--- Extrait de page ---
Mais, en réponse à l’une de ces lettres, Tolstoï, le 23 octobre, reçut de sa femme la lettre suivante :

« Hier, j’ai reçu ta première lettre et j’en ai été très attristée. Je vois que tu es resté à Iasnaïa non pour ce travail intellectuel que je place au-dessus de tout, mais pour jouer au Robinson. Tu as laissé partir le cuisinier pour qui c’était un plaisir de ne pas recevoir gratuitement sa pension, et, du matin au soir, tu te livres à ce travail physique que font d’ordinaire les jeunes gens. Alors, il vaudrait mieux vivre avec les enfants. Tu diras sans doute que cette vie est conforme à tes convictions et que cela te fait du bien. C’est une autre affaire. Je ne puis que te dire « réjouis-toi et prends du plaisir » et tout de même m’attrister que de pareilles forces intellectuelles se dépensent à couper du bois, chauffer le samovar et coudre des bottes. Tout est beau comme changement de travail, mais non comme occupations spéciales. Enfin, assez sur ce sujet. Si je n’avais pas écrit j’aurais du dépit, maintenant c’est passé et j’ai envie de rire. Je me suis calmée par ce proverbe russe : « Que l’enfant s’amuse de n’importe quoi, pourvu qu’il ne pleure pas. » Mais le même jour, sentant qu’elle a dû peiner son mari, elle lui écrit :

« Tout d’un coup tu t’es représenté si clairement à moi et j’ai senti en moi un tel accès de tendresse pour toi ! Il y a en toi quelque chose de si sage, de si bon, de si naïf, de si persévérant, tout cela éclairé par la lumière de la bonté, et ce regard qui va droit à l’âme. Et cela n’appartient qu’à toi seul[2]. »
---
Consigne écrite. Pour chacun des énoncés 1., 2. et 3. ci-dessous, indiquez par oui ou par non s'il concorde avec l'extrait de page, en citant à l'identique les mots décisifs de celui-ci. 1. Tolstoï a reçu la lettre de sa femme le 23 octobre. 2. Le cuisinier est resté à Iasnaïa auprès de Tolstoï. 3. La femme de Tolstoï s'est apaisée grâce à un proverbe russe.
--- Enregistrements fournis ---
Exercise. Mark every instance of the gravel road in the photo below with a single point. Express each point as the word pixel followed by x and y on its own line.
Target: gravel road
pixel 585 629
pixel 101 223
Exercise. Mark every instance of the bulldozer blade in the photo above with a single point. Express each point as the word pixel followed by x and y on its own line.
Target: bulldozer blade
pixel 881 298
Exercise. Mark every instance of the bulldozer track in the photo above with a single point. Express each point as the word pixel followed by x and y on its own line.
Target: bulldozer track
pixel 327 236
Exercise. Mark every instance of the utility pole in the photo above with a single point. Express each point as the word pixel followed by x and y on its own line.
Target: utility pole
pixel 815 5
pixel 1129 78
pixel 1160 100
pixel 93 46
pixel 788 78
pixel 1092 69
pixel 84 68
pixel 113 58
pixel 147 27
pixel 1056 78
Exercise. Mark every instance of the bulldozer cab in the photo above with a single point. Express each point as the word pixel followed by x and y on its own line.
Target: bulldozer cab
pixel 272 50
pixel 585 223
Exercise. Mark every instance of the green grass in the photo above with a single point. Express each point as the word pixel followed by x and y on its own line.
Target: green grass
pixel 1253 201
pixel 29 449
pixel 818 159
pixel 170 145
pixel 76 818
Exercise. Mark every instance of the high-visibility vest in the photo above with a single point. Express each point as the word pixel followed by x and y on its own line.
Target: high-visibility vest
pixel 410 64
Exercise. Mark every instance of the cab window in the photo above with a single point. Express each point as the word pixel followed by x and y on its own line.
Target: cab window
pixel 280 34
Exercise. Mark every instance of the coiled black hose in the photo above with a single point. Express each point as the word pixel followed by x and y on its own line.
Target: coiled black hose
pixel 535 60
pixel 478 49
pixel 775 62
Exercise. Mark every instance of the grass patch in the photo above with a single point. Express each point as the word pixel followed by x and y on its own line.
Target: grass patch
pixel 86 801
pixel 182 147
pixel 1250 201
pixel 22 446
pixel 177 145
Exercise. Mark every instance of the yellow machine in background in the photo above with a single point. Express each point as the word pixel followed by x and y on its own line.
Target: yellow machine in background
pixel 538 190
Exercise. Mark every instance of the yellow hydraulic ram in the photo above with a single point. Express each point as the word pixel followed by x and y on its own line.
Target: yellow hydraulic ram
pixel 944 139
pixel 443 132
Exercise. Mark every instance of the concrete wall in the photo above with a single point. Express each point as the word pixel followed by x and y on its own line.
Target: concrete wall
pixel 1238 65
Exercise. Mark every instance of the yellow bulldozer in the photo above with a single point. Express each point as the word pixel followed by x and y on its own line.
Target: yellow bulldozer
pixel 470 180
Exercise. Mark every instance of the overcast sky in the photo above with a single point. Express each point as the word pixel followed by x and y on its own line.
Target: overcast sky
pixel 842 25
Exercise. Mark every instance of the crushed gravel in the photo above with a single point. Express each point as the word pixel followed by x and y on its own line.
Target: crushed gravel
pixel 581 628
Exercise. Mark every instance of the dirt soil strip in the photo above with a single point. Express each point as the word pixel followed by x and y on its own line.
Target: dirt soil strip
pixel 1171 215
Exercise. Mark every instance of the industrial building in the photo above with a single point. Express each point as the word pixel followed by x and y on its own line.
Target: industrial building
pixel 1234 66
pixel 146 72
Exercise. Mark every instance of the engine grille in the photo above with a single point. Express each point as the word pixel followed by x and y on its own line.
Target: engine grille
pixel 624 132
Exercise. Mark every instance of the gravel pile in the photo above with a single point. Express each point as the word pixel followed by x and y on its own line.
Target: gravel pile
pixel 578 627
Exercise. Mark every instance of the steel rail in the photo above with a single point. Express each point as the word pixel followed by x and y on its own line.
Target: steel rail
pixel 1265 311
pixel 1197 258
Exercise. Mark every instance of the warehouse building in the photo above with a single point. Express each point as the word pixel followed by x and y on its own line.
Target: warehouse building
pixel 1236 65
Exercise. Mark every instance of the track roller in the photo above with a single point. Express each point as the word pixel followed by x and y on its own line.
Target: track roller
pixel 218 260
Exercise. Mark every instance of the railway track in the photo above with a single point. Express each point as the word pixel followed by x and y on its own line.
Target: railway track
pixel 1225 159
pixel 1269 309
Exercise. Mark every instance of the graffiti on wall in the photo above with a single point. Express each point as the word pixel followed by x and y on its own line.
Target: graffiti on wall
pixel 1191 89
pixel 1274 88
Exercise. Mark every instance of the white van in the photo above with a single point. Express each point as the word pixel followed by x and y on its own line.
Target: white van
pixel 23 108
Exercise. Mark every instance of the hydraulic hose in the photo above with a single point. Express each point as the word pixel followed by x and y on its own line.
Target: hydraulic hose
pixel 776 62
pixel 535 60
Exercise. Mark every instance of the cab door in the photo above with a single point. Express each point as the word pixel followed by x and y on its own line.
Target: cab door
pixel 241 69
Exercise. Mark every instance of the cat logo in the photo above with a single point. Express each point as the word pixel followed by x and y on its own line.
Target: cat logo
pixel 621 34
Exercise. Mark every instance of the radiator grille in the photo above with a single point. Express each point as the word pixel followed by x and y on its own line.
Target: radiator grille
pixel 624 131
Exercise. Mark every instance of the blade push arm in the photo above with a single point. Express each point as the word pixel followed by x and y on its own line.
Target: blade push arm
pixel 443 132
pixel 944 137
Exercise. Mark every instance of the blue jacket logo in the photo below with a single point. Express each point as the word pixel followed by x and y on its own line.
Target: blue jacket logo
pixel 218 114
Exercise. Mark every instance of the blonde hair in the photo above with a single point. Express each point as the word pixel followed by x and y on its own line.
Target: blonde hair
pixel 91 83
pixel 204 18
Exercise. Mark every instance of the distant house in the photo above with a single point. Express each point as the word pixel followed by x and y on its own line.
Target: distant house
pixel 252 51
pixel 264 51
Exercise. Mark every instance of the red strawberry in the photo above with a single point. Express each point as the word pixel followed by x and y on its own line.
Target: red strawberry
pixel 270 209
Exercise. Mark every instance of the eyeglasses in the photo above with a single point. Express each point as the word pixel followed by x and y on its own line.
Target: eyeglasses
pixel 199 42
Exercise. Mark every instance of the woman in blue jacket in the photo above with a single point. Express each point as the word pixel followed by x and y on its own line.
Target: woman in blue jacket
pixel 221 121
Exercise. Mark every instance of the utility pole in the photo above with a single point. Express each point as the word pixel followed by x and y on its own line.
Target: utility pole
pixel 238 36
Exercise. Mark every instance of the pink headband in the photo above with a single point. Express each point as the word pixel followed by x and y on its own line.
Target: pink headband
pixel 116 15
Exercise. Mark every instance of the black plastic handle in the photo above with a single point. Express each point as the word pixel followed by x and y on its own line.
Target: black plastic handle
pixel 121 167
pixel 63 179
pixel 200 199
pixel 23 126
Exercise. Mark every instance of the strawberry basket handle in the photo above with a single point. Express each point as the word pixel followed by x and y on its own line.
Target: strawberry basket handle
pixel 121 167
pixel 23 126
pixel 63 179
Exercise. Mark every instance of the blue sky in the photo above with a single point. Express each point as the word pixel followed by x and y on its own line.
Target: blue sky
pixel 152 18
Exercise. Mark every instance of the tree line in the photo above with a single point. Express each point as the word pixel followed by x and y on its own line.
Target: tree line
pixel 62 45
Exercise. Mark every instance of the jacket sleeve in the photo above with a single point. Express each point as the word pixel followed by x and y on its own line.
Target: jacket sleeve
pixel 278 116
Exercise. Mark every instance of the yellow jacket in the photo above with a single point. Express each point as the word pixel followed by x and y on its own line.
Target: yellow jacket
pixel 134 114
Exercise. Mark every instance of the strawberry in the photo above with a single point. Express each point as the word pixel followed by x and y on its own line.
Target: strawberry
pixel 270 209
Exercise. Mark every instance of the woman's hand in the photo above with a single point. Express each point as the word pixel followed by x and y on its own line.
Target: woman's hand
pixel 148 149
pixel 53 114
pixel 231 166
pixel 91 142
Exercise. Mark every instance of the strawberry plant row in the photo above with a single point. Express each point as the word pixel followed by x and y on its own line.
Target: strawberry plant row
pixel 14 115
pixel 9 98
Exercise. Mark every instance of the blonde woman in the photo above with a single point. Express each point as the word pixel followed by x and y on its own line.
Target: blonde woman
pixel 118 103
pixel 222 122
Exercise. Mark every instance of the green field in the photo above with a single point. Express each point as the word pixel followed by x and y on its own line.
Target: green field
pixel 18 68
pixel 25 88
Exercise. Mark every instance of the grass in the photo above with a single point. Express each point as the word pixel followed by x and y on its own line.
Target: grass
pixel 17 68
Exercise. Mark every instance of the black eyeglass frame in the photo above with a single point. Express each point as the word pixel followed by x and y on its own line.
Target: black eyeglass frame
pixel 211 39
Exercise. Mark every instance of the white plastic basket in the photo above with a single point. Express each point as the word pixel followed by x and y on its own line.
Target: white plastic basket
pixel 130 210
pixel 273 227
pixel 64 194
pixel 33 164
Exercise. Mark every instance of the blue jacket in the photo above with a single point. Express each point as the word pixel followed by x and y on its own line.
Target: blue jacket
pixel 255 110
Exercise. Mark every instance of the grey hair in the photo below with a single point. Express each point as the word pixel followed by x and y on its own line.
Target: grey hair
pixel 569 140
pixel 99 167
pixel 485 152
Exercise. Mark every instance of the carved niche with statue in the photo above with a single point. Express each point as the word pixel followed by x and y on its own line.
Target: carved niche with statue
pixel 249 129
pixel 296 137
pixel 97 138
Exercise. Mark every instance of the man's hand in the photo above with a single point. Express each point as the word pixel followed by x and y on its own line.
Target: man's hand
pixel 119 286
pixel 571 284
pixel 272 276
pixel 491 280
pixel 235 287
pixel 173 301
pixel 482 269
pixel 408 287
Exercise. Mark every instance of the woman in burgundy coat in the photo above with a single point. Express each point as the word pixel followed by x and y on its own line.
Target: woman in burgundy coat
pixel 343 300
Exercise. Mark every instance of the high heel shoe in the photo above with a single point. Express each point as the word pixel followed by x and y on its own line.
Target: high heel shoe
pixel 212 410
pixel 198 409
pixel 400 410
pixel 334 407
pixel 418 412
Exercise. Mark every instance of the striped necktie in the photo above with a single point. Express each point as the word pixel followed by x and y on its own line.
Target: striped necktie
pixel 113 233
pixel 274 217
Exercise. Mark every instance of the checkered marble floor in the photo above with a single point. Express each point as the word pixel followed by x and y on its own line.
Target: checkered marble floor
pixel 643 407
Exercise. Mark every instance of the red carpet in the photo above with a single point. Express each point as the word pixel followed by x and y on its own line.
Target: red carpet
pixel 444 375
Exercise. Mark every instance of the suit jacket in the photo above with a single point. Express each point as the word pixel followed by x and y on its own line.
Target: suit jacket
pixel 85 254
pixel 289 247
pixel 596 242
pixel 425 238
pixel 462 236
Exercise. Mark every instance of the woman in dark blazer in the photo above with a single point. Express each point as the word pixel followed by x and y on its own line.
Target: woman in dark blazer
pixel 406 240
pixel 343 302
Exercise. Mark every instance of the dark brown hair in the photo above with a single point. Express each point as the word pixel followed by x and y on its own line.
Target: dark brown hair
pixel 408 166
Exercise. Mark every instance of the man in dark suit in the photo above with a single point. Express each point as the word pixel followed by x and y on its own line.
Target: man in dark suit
---
Résultat attendu.
1. Oui : « Tolstoï, le 23 octobre, reçut de sa femme la lettre suivante »
2. Non : « Tu as laissé partir le cuisinier »
3. Oui : « Je me suis calmée par ce proverbe russe »